Steve Anderson paints his toenails blue and works alone out of a former children's photo studio. By filling the gap between angels and big firms, he's also become the second-best venture capitalist in the world

Published: Apr 28, 2016 06:09:59 AM IST
Updated: Apr 28, 2016 08:25:55 AM IST
Steve Anderson: The one-man deal machine
Image: Timothy Archibald for Forbes

After yet another 12-hour day of coding, Kevin Systrom’s nerves were frayed. It was June 2010, and he had spent seven months working on a Foursquare-like social check-in app that was going absolutely nowhere. Desperate, he and his ­co-founder, Mike Krieger, ­decided to chuck the app and make a photo-sharing tool instead. Now they had to convince their founding investor—a guy named Steve Anderson, who wrote their first cheque for $250,000 four months earlier. The young entrepreneurs slumped across the street into the appropriately named Crossroads Cafe, a cheapo San Francisco establishment staffed by ­ex-convicts.

Anderson knew the numbers were bad. They’d been talking about it for weeks. The young founders told him their plan to start fresh, not sure if their backer would be irate, disappointed or sympathetic. Anderson rubbed the ginger stubble on his chin and stared at the table. It didn’t take him long, however, to look up with a grin: “Well, what the hell took you so long?”

A billion dollars later, Instagram’s co-founders can laugh about that meeting, but Anderson’s facetious question told Systrom and Krieger all they needed to know. “I meet too many people who care too much about money in the Valley,” says Systrom. “I never felt like Steve was ever worried that we were going to screw up. He may have been worried, but he showed confidence.”

That kind of split-second verdict is typical Anderson, the 47-year-old brain behind one of Silicon Valley’s most successful—and smallest—investment firms. As the second-highest-ranking member on the Midas List, Forbes’s annual tally of the world’s top 100 tech investors, he could easily join an elite VC firm. But his Baseline Ventures has only one decisionmaker, with an uncanny ability to find and fund entrepreneurs with germs of possibly big ideas. Instagram, of which his fund owned 12 percent when Facebook acquired it for $1 billion, put Anderson on the radar, coupled with other massive scores like Twitter and Heroku, which sold to Salesforce for about $250 million in 2010. His next crop of potential exits looks just as promising and includes fintech firm Social Finance (valued at $4 billion), women’s fashion phenomenon Stitch Fix (on its way to unicorn ­status) and multiplayer-game publisher Machine Zone, the company behind Game of War (reportedly raising funds at a valuation of at least $6 billion). With a net worth Forbes figures is at least $150 million, why work for—or with—anyone else?

TASK LIST:
**1)** Please quote the article on Steve Anderson, beginning at the words "Published: Apr 28, 2016" and stopping after "staffed by ­ex-convicts.".
**2)** Write the next part of the article on Steve Anderson, picking up after its final sentence.
The material after this point comes from a separate source.

COLLECTED DATA:
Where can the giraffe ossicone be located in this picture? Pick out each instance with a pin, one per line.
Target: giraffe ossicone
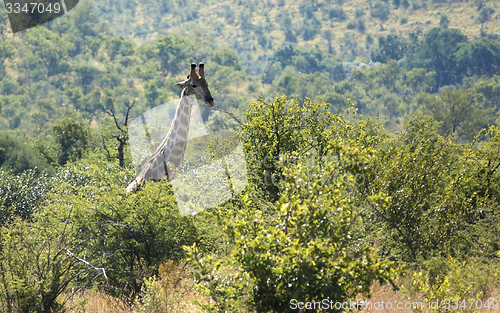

RESULTS BY TASK:
**1)**
Published: Apr 28, 2016 06:09:59 AM IST
Updated: Apr 28, 2016 08:25:55 AM IST
Steve Anderson: The one-man deal machine
Image: Timothy Archibald for Forbes

After yet another 12-hour day of coding, Kevin Systrom’s nerves were frayed. It was June 2010, and he had spent seven months working on a Foursquare-like social check-in app that was going absolutely nowhere. Desperate, he and his ­co-founder, Mike Krieger, ­decided to chuck the app and make a photo-sharing tool instead. Now they had to convince their founding investor—a guy named Steve Anderson, who wrote their first cheque for $250,000 four months earlier. The young entrepreneurs slumped across the street into the appropriately named Crossroads Cafe, a cheapo San Francisco establishment staffed by ­ex-convicts.

**2)**
To underscore his lone-wolf status, ­Anderson has exiled himself from San Francisco’s financial district and the VC mafiosi on Sand Hill Road in Menlo Park, California, cutting a dozen deals a year out of a former children’s photography studio in San Francisco’s Cow Hollow, a neighbourhood better known for brunch and Bikram yoga than for tech talent. “Someone once asked me, ‘How do you do 10 or 12 deals a year?’ ” says Anderson. “I said, ‘Remember the next time you’re in a Monday morning partner meeting talking about deals that your partner wants to do or when you’re bickering in your office about the politics of the firm. All that time I’m just meeting with companies.’ ”

Anderson says the one-man-band thing is more about freedom than ego. He can sign a $500,000 cheque within 30 minutes of meeting a founder without consulting another soul. He blasts electronic dance music while fielding calls and meets with suit-and-tie investors in a hoodie and jeans. He paints his toenails blue when he dances at raves. He’ll skip to Las Vegas on a Thursday to party with DJs like Deadmau5 and Kaskade a few times a year or disappear for three days on a solo bike ride to Lake Tahoe, an annual tradition. He’s earned this right with his stunning returns. Anderson turned $70 million raised across his first three funds into $700 million and says he has written off only one-fourth of his portfolio companies, an enviable batting average. Twenty of his deals have had exits of more than $100 million. “My partnership meetings are really short,” he says. “Me, myself and I have a long debate.”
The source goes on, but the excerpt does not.